Southern suburbs: How a huddle helps

Friday afternoons aren't always the best time to schedule a meeting. But not this time. Members were keen to take the time to talk to each other – and their union.

It’s unlikely that anyone in any workplace is eagerly looking to throw just one more Zoom into the end of another exasperating lockdown week, but on Friday 6 August, no less than 76 members from more than 10 systemic and independent secondary schools in the IEU's Southern Suburbs Sub Branch took up an invitation to join a Friday afternoon Zoom ‘huddle’.

A huddle isn’t strictly a meeting; it doesn’t follow an agenda and members are welcome to enjoy a beverage while they unite with others in their region to discuss, share, compare, advise, experience some solidarity and hopefully take something back to their individual workplaces.

School reps and members were interested to hear about operations and processes at other schools and many expressed similar frustrations. Duplication/triplication of roll taking and other data collection in the Catholic systemic schools was a real bugbear.

It was refreshing to hear that ‘reset’ and ‘consolidation’ days had been scheduled by many school leadership teams, which helps to address workload management.

Nevertheless, with increased emails, the challenges of engaging students remotely, catering for diverse student learning needs, more marking, more feedback and more contact from parents, there was widespread exhaustion.

======

### Exercise aim:
Print the passage from the article on the Southern Suburbs huddle, starting at "Southern suburbs: How" and ending at "their individual workplaces.".

Data entries
======

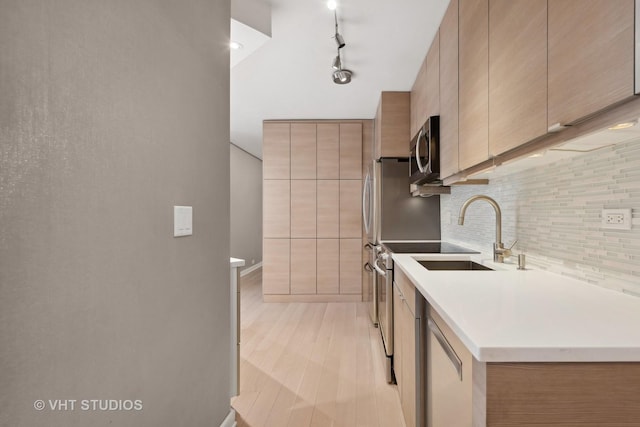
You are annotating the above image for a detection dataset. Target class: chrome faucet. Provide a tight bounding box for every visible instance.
[458,195,515,262]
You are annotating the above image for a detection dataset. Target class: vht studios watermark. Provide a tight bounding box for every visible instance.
[33,399,142,411]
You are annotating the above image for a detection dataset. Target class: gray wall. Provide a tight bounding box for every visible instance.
[440,141,640,296]
[231,144,262,269]
[0,0,230,427]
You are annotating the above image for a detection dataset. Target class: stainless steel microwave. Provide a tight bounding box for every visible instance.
[409,116,440,185]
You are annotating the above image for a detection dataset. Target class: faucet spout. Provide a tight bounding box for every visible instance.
[458,195,511,262]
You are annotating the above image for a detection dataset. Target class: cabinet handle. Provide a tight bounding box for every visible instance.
[373,259,387,277]
[547,123,568,133]
[427,319,462,381]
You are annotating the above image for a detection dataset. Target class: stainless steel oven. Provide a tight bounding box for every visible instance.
[373,249,393,383]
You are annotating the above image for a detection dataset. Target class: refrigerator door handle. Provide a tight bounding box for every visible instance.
[362,172,371,234]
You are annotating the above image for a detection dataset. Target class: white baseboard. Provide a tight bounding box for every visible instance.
[220,409,236,427]
[240,261,262,277]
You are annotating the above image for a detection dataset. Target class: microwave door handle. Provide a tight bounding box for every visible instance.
[425,126,432,173]
[416,128,425,173]
[362,172,371,234]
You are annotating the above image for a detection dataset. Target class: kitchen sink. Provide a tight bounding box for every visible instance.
[418,260,494,271]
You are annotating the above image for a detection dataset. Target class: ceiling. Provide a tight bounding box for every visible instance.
[231,0,449,158]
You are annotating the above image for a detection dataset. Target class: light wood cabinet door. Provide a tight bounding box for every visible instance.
[426,308,473,427]
[458,0,489,169]
[340,179,362,239]
[340,123,362,179]
[423,31,440,118]
[407,55,429,140]
[262,122,291,179]
[393,282,407,406]
[317,123,340,179]
[291,179,316,238]
[548,0,634,126]
[489,0,547,156]
[316,179,340,239]
[439,0,460,178]
[316,239,340,295]
[262,179,291,238]
[291,239,316,295]
[262,239,290,295]
[374,92,411,159]
[340,238,362,294]
[400,297,417,427]
[291,123,317,179]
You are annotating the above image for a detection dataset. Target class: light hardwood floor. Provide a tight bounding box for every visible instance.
[232,271,405,427]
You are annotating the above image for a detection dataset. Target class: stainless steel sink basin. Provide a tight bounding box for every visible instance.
[418,260,494,271]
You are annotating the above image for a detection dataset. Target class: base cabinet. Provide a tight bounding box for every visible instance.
[393,270,424,427]
[425,307,640,427]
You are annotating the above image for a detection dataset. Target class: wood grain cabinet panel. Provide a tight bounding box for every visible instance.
[340,123,362,179]
[291,239,316,294]
[340,179,362,238]
[489,0,547,156]
[407,57,428,140]
[316,239,340,294]
[422,31,440,118]
[458,0,489,169]
[439,0,460,178]
[291,123,317,179]
[262,239,290,295]
[316,179,340,238]
[548,0,635,126]
[317,123,340,179]
[262,179,291,238]
[339,238,362,294]
[262,122,291,179]
[374,92,411,159]
[291,179,316,238]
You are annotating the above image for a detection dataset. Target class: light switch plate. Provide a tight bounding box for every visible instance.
[173,206,193,237]
[601,209,632,230]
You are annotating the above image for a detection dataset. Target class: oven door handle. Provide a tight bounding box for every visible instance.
[373,259,387,277]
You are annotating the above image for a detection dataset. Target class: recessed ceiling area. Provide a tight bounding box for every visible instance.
[231,0,449,158]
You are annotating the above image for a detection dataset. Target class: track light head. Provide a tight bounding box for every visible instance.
[333,70,353,85]
[332,54,342,70]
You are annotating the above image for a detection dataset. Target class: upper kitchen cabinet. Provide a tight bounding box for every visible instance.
[374,92,411,160]
[317,123,340,179]
[339,123,362,179]
[544,0,634,128]
[262,122,291,179]
[438,0,460,178]
[489,0,548,156]
[410,32,440,138]
[409,57,427,138]
[290,123,317,179]
[458,0,488,169]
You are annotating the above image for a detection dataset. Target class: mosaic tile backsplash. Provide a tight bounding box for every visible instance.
[440,141,640,297]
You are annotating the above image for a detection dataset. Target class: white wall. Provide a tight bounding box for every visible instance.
[230,144,262,270]
[0,0,230,427]
[441,142,640,295]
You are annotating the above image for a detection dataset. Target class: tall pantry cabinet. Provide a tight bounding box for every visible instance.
[262,121,363,301]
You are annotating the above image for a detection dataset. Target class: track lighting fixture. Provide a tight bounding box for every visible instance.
[327,7,353,85]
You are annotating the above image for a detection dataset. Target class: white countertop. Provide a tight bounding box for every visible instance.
[229,257,244,268]
[393,254,640,362]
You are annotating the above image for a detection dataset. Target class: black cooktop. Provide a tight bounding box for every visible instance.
[382,242,480,254]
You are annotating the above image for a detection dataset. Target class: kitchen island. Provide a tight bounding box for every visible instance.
[393,254,640,427]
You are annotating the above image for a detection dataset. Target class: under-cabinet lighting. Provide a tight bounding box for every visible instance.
[609,120,638,130]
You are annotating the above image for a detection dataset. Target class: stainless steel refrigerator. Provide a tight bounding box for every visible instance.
[362,158,440,324]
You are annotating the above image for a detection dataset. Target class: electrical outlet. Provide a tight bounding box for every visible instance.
[601,209,631,230]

======

### The completed task:
Southern suburbs: How a huddle helps

Friday afternoons aren't always the best time to schedule a meeting. But not this time. Members were keen to take the time to talk to each other – and their union.

It’s unlikely that anyone in any workplace is eagerly looking to throw just one more Zoom into the end of another exasperating lockdown week, but on Friday 6 August, no less than 76 members from more than 10 systemic and independent secondary schools in the IEU's Southern Suburbs Sub Branch took up an invitation to join a Friday afternoon Zoom ‘huddle’.

A huddle isn’t strictly a meeting; it doesn’t follow an agenda and members are welcome to enjoy a beverage while they unite with others in their region to discuss, share, compare, advise, experience some solidarity and hopefully take something back to their individual workplaces.